◆ **Work to complete**
1/ List every metal that the multi-well plate cover text names as suitable for the lid.
2/ Return the passage of the multi-well plate cover text starting with "FIG. 9 is a" and going on through "laterally displaced position.".
3/ Resume the multi-well plate cover text, writing on from its final sentence.

◆ **Exercise text**
:::::

FIG. 8 is a view similar to FIG. 7, in which the multi-well plate cover assembly 1 is pressed against and extends over a multi-well plate 5 to apply pressure to the compressed gasket 23. Side walls 7 constrain the multi-well plate 5 by means of multi-well plate holders 15.
FIG. 9 is a perspective view showing means which could be used to perform the mechanical actions in attaching multi-well plate cover 1 to a multi-well plate 5. Means 31 is shown for holding multi-well plate 5 during covering and uncovering; means 29 is shown for vertical movement of multi-well plate cover assembly and compression of curvilinear spring section of multi-well plate cover 1; means 21 is shown for laterally displacing side walls 7; and means 27 is shown for gripping the multi-well plate cover 1.
FIG. 10 is a view similar to FIG. 9 showing means 21 laterally displacing side walls 7 of the lid 3 of the multi-well plate cover 1.
FIG. 11 is a view similar to FIG. 10 showing means 29 vertically placing the multi-well plate cover 1 on the multi-well plate 5 held by the means 31, while means 21 maintains the side walls 7 in a laterally displaced position.
FIG. 12 is a view similar to FIG. 11 showing means 21 releasing side walls 7 of the lid 3 of the multi-well plate cover 1, thereby securing said cover to the multi-well plate 5.
FIG. 13 is a view similar to FIG. 12 showing means 29 vertically moving the multi-well plate cover 1 attached to the multi-well plate 5.
FIG. 14 is a perspective view of several covers 1 in a stacked orientation utilizing stacking lugs 17 and stacking locators 13.
FIG. 15 is a perspective view of several covers 1 and multi-well plates 5 in a stacked orientation utilizing stacking lugs 17 and stacking locators 13.
DETAILED DESCRIPTION OF THE PREFERRED EMBODIMENT
Referring now more particularly to the drawings, an assembly generally designated 1 as shown in FIG. 1 comprises a one-piece metal lid 3 which is fabricated by conventional metal fabrication techniques employing the cutting, stamping and/or bending of sheet metal. Suitable metals include steel, spring steel, stainless steel and stainless spring steel, preferably having a thickness between about 0.038 and 0.061 cm (0.015" and 0.024"). The metallic design provides a high degree of chemical resistance, especially to dimethyl sulfoxide, the solvent most commonly used in multi-well plate storage. Included as part of the lid are the side walls 7, integral to and formed at approximately 90 degrees to the top surface of said lid 3; the notched tabs with locator holes 11 integral with and extending from said lid 3; the stacking locators 13; and the stacking locator lugs 17. FIG. 2 shows a planar, uncompressed gasket 23 disposed on the convex side of the curvilinear section 19, covering said surface in sufficient area to fully engage the surface of a multi-well plate. The gasket 23 is preferably made from a low-durometer (Shore 15A or less) thermoplastic polymer or elastomer with a thickness of approximately 3/32" or 0.100". The gasket 23 is manufactured using standard injection molding or extrusion technology, and is preferably affixed by an adhesive to the bottom surface of the lid 3. A preferred gasket material is Synprene 5A manufactured by Polyone.
FIG. 3 shows the assembly 1, with the side walls 7 laterally displaced in preparation in for attachment to multi-well plate 5. The lateral displacement of the side walls 7 is accomplished by mechanical means which is not shown in FIG. 3 for illustrative purposes, but said means is shown in succeeding figures. Similarly, the means for gripping the cover assembly 1 and for placing said cover on the multi-well plate 5 are not shown in FIG. 3 but said means are shown in succeeding figures. FIG. 4 shows the multi-well plate cover 1 attached to a multi-well plate 5 in the normal storage mode.

:::::

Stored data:
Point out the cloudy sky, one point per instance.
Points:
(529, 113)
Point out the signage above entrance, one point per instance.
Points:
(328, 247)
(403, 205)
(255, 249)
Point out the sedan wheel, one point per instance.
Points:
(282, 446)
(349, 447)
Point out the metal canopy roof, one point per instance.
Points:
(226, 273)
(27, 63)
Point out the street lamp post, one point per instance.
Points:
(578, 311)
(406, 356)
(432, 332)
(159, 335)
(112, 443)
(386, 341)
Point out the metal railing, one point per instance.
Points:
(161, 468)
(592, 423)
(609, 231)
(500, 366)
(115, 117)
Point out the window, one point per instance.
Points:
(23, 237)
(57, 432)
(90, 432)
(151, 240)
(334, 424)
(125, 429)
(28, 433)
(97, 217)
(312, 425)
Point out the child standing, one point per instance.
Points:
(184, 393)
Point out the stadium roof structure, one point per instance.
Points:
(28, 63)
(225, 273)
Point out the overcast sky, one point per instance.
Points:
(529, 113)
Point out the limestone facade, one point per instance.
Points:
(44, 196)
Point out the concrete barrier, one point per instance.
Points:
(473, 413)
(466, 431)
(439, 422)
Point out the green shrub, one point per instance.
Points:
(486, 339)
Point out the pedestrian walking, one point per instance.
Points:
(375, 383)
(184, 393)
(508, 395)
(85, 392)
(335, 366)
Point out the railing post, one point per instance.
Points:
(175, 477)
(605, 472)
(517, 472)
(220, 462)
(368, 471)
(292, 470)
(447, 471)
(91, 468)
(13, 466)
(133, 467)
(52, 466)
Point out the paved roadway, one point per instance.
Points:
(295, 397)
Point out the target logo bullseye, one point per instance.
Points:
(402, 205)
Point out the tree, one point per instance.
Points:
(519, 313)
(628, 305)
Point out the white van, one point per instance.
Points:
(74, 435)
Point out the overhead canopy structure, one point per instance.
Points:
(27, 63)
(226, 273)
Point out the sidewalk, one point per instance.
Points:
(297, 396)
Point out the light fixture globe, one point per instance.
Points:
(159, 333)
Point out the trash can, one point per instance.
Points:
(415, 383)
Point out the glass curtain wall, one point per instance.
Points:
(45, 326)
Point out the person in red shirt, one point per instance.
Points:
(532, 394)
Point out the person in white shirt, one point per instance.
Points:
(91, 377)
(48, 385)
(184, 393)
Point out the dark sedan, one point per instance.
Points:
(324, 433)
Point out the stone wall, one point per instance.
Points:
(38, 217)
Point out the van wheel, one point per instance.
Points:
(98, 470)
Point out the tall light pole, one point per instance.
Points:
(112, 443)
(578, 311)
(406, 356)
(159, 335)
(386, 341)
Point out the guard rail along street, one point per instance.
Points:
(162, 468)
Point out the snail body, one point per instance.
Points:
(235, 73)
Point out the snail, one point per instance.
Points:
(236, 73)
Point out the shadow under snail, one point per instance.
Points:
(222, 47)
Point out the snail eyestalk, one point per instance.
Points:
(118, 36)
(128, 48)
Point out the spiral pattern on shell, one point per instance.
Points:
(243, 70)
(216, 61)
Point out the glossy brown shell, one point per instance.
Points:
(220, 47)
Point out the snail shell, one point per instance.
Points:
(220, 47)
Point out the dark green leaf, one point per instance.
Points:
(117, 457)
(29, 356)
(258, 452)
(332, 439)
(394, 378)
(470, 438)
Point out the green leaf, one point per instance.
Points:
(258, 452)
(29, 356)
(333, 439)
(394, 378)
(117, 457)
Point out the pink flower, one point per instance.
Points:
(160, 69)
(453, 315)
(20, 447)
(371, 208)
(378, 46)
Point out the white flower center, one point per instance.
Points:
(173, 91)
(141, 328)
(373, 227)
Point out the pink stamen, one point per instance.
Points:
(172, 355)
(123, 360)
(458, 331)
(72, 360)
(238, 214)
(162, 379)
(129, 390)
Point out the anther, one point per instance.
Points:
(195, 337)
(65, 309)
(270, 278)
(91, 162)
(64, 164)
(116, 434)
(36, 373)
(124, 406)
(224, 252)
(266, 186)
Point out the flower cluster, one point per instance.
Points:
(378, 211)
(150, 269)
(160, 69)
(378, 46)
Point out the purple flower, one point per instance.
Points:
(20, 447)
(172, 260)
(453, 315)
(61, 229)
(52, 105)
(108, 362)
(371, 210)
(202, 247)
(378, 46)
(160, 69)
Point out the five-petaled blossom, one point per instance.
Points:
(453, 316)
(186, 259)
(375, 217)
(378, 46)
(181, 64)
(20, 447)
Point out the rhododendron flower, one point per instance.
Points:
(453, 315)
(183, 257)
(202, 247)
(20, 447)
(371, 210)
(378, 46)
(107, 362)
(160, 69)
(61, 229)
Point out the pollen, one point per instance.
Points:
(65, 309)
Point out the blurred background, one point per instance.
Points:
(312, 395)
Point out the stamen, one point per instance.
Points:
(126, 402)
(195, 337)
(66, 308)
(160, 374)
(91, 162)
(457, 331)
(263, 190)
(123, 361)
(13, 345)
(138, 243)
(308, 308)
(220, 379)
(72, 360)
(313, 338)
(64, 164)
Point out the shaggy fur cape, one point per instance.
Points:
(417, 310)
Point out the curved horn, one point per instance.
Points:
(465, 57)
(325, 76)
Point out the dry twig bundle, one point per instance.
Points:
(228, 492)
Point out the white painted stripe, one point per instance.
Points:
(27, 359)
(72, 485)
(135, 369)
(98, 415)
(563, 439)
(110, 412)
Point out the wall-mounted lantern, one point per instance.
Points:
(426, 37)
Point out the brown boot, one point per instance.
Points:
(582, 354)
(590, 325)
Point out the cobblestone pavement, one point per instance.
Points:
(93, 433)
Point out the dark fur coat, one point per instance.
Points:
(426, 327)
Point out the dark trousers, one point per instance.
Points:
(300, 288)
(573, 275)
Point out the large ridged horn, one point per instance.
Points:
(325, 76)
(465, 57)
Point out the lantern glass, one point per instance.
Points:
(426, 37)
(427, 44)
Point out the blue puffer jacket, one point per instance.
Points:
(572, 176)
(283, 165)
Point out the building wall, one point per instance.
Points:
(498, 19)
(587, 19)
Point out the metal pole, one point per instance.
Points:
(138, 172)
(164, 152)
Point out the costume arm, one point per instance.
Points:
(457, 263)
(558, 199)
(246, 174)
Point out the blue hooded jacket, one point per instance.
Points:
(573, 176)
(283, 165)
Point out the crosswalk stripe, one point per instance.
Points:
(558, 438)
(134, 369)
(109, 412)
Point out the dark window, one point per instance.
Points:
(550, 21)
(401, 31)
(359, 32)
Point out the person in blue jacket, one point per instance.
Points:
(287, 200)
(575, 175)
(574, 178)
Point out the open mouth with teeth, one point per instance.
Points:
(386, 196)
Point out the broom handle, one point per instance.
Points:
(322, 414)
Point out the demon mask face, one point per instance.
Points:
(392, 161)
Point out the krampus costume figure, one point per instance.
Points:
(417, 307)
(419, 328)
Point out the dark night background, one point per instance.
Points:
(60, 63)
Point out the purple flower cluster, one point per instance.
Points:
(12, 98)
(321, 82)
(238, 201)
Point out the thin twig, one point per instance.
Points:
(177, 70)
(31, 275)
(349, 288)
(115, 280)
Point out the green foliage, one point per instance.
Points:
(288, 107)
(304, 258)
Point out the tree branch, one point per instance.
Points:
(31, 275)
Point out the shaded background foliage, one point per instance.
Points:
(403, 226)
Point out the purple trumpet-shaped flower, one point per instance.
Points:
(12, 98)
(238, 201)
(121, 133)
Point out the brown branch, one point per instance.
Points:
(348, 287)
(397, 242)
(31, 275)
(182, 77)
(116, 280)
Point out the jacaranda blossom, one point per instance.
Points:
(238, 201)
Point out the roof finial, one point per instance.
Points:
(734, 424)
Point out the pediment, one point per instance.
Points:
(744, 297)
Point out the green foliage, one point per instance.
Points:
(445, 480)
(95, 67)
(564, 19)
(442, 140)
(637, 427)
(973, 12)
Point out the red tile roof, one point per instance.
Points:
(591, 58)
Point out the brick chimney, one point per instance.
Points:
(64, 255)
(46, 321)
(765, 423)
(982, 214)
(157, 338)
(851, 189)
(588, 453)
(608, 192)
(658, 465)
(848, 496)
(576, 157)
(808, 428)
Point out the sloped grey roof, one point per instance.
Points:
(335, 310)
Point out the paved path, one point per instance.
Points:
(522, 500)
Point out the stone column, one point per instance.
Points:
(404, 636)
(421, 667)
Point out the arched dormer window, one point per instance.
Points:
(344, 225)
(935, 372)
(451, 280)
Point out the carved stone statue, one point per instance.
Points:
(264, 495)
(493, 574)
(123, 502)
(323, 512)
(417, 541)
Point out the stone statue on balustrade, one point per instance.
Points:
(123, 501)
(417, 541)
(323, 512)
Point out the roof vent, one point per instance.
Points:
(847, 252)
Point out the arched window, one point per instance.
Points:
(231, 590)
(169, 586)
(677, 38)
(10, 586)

:::::

◆ **Results of the tasks**
1/ steel, spring steel, stainless steel, stainless spring steel

2/
FIG. 9 is a perspective view showing means which could be used to perform the mechanical actions in attaching multi-well plate cover 1 to a multi-well plate 5. Means 31 is shown for holding multi-well plate 5 during covering and uncovering; means 29 is shown for vertical movement of multi-well plate cover assembly and compression of curvilinear spring section of multi-well plate cover 1; means 21 is shown for laterally displacing side walls 7; and means 27 is shown for gripping the multi-well plate cover 1.
FIG. 10 is a view similar to FIG. 9 showing means 21 laterally displacing side walls 7 of the lid 3 of the multi-well plate cover 1.
FIG. 11 is a view similar to FIG. 10 showing means 29 vertically placing the multi-well plate cover 1 on the multi-well plate 5 held by the means 31, while means 21 maintains the side walls 7 in a laterally displaced position.

3/
FIG. 5 is an end view of the multi-well plate cover and serves to illustrate the spring nature of said cover. FIG. 6 is also an end view of the multi-well plate cover and depicts the outward displacement of the side walls 7 of said cover in preparation for attachment to a multi-well plate. FIG. 7 shows a continuation of the process of attaching the multi-well plate cover to a multi-well plate in which said cover is vertically pressed onto said plate, causing the compression of the uncompressed gasket 23 onto the superior surface of said plate while the side walls 7 are outwardly extended. FIG. 8 shows a continuation of the process of attaching the multi-well plate cover to a multi-well plate in which said cover having been placed in contact with the superior surface of said plate has the side walls 7 released into their normal position in which multi-well plate holders 15 engage the skirt of the multi-well plate enabling the normal force of the curvilinear section 19 to maintain a compressive force on the compressed gasket.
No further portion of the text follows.